** Start of Entries **

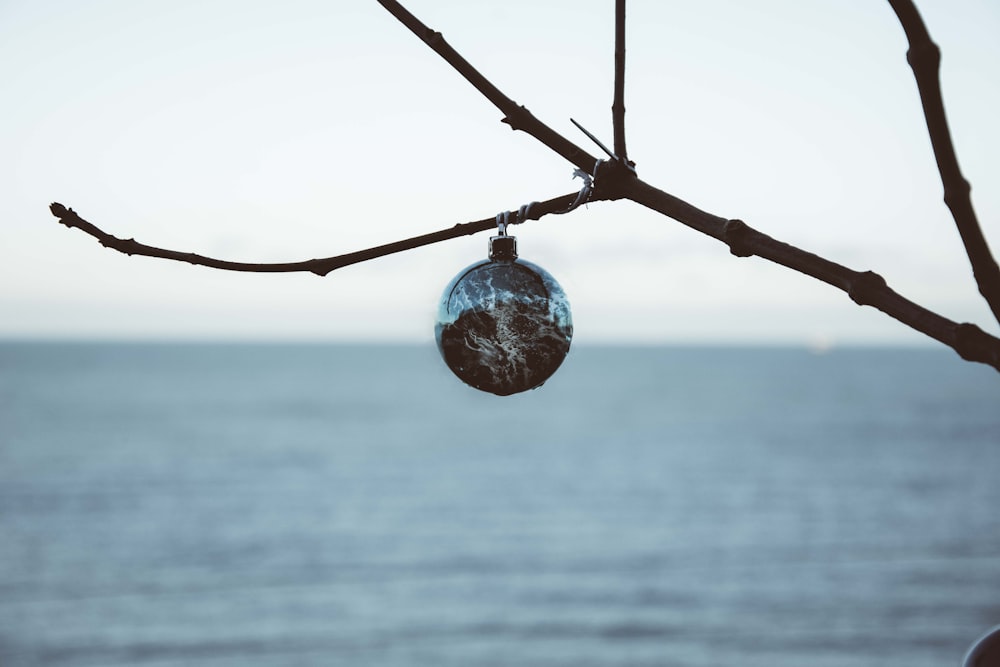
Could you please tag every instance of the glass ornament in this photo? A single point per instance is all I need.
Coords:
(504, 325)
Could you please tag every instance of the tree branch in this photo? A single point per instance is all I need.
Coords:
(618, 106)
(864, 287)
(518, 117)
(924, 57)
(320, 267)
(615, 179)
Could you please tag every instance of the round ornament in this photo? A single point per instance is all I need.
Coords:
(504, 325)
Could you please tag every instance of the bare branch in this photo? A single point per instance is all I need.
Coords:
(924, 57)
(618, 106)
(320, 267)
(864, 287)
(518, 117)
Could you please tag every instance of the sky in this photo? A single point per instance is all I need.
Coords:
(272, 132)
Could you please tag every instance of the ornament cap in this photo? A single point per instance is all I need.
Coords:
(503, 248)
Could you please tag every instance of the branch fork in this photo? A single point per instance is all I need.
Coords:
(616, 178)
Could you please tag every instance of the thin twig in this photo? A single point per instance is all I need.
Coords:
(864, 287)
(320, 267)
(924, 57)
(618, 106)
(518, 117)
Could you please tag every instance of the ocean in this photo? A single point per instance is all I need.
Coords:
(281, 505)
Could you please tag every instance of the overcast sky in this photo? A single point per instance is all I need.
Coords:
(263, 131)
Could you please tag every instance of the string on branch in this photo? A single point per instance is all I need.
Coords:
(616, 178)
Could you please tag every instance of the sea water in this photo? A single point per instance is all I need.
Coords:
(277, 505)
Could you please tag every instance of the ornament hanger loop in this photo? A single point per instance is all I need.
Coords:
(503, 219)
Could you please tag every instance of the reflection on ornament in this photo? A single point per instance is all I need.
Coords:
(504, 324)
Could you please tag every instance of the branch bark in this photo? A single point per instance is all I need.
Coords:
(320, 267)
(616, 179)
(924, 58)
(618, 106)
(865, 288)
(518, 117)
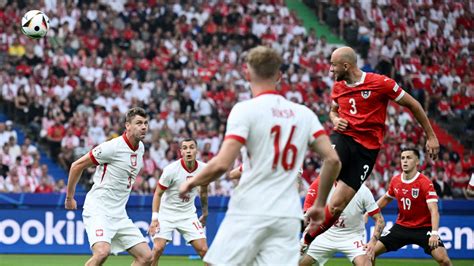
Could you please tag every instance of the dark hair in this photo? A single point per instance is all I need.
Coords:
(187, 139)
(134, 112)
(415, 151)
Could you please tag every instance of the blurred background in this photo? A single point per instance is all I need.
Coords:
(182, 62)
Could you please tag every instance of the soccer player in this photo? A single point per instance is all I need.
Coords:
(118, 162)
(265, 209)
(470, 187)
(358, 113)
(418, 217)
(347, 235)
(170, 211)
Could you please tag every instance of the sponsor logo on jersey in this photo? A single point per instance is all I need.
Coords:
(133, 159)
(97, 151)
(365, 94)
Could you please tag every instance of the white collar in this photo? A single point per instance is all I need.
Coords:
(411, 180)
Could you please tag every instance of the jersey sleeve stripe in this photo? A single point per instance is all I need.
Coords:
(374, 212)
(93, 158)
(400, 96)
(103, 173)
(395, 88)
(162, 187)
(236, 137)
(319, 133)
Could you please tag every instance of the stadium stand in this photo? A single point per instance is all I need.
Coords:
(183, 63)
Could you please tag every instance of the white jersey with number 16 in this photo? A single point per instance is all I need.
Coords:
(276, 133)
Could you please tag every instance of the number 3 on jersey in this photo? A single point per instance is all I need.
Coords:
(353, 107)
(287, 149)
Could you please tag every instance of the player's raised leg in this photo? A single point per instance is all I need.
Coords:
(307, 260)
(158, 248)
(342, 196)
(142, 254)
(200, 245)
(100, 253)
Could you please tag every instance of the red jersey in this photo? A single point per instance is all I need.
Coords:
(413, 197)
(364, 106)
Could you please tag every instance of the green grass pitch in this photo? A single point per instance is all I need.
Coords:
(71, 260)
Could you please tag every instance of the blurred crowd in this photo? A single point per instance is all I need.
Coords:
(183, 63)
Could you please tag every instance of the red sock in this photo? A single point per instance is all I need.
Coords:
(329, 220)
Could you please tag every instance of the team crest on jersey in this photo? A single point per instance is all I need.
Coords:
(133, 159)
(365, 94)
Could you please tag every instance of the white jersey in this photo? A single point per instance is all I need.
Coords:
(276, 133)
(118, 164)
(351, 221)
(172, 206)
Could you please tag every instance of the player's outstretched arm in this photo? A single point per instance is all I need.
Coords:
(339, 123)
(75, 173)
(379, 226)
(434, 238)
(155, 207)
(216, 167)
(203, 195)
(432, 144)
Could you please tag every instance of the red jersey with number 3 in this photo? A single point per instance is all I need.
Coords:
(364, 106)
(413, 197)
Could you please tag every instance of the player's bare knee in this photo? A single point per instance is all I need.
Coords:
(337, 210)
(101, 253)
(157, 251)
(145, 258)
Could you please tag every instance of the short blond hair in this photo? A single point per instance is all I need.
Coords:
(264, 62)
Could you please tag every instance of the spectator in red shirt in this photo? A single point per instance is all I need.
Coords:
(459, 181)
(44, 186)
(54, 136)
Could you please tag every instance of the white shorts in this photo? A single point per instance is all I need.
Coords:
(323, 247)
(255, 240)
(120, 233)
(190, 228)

** End of Entries **

Stated problem
Can the entries above be repeated exactly, without their pictures?

Full output
Could you please tag every instance of the glass ornament in this photo? A single point per instance is all I need.
Coords:
(504, 325)
Could you please tag every instance of the tree branch in this photo? A single point per instance is all I need.
Coords:
(618, 106)
(864, 287)
(518, 117)
(924, 57)
(320, 267)
(615, 179)
Could you please tag every instance of the round ornament in this photo? A single point per instance is all I need.
Coords:
(504, 325)
Could you please tag every instance of the bare branch in this photo? A single point per instance is all I need.
Coords:
(924, 57)
(618, 106)
(320, 267)
(864, 287)
(518, 117)
Could you please tag every instance of the sky in this photo? A single point per instance is all I need.
Coords:
(272, 132)
Could you please tag every instance of the ornament cap in this photo? A single point per instance is all I need.
Coords:
(503, 248)
Could you please tag every instance of the branch fork in this photo? A single point per instance is all I need.
Coords:
(616, 178)
Could you please tag every instance of the thin twig in this photo? A single point per instance is all I need.
Coords:
(864, 287)
(320, 267)
(924, 57)
(618, 106)
(518, 117)
Could you please tag every instance of the ocean in this photo? A single point per instance is all I need.
Coords:
(281, 505)
Could you please tag every instance of the overcast sky in this photo? A single point per instance is all I need.
Coords:
(263, 131)
Could you please tag every instance of the string on branch in this photo? A single point per instance is all I need.
Coords:
(616, 178)
Could you please tag every instance of the sea water in this photo? A single point per instance is all I need.
Coords:
(277, 505)
Could you please tag every instance of the ornament hanger loop in this photo? A single point per instance is all I need.
Coords:
(503, 219)
Could you please tag every instance of the reflection on ornament in this photo? A single point per instance is all I need.
Coords:
(504, 324)
Could you please tag every instance of the branch bark in this photo? A single point per instance is all I need.
Coords:
(320, 267)
(616, 179)
(924, 58)
(618, 106)
(865, 288)
(518, 117)
Could you please tag every instance of the dark hair in this photo? A single point per instance is all I need.
Coords:
(187, 139)
(134, 112)
(415, 151)
Could you please tag every instance of the blurred background in this photo? A single point per instance is all I need.
Coords:
(182, 62)
Could you please tag every instance of the soccer player in this photo? A single point per instance is all I need.
Coords:
(118, 162)
(265, 209)
(470, 187)
(358, 113)
(418, 217)
(347, 235)
(170, 211)
Could you please tag every instance of the sponsor logo on jersey in this photo? A single point per instance is all I need.
Coords:
(133, 159)
(97, 151)
(365, 94)
Could you please tag every instance of the white collar in this photo? A single point per instance is all I need.
Coords:
(411, 180)
Could you please tag every instance of the jersey sleeve stripe in this photo? A single point per instance is all I need.
Coords:
(374, 212)
(93, 158)
(400, 96)
(103, 173)
(395, 88)
(162, 187)
(236, 137)
(319, 133)
Could you please tag every instance of the stadium stand in this photo? A single point per instance is all I need.
Coords:
(183, 63)
Could you please tag every instance of the white jersey with number 16 in this photo? A single point per instance is all I need.
Coords:
(276, 133)
Could you please tag every instance of the number 3 on jersey in this photo? A single point per instance is all I need.
Coords:
(353, 107)
(287, 149)
Could you please tag every instance of the player's raised leg in this photo? A single point per instance is all I need.
Coords:
(307, 260)
(158, 248)
(342, 196)
(142, 254)
(200, 245)
(100, 253)
Could you please tag every instance of the red jersey in this photo? A single point per instance is all I need.
Coords:
(413, 197)
(364, 106)
Could you please tag every instance of the green grass pitch in this photo? A single point per instance is all I need.
Coords:
(71, 260)
Could you please tag every instance of the blurred crowd in this photo? A single point per instance is all I need.
Coords:
(183, 63)
Could you please tag every instance of the red sock in this photo? A single point per instance is all I need.
Coords:
(329, 220)
Could you please tag every instance of the team crest on jersey in this photo? A single point per instance is all I need.
Coords:
(133, 159)
(365, 94)
Could you please tag every instance of the white jersey in this photo? A single point per instance is all I need.
Coords:
(276, 133)
(118, 164)
(351, 221)
(172, 206)
Could you please tag every instance of the player's outstretched arm in this photo? A single point per instance is all I need.
Coords:
(339, 123)
(75, 173)
(379, 226)
(434, 238)
(155, 207)
(216, 167)
(203, 195)
(432, 144)
Could you please tag every instance of the red jersey with number 3 in this photo? A single point per instance is all I need.
Coords:
(364, 106)
(413, 197)
Could you please tag every instance of the player's bare knee in this photo? A single point per instance is all I need.
Coords:
(337, 210)
(101, 253)
(157, 251)
(145, 258)
Could you please tag every instance of the short blond hair in this photo? A single point per instance is all I need.
Coords:
(264, 62)
Could you please tag every instance of the spectator in red shirt in this photo? A single point per instance is all I need.
Coords:
(459, 181)
(44, 186)
(54, 136)
Could you please tag every instance of the white shorts in this photo? A single point per instance is all I need.
Coords:
(323, 247)
(255, 240)
(120, 233)
(190, 228)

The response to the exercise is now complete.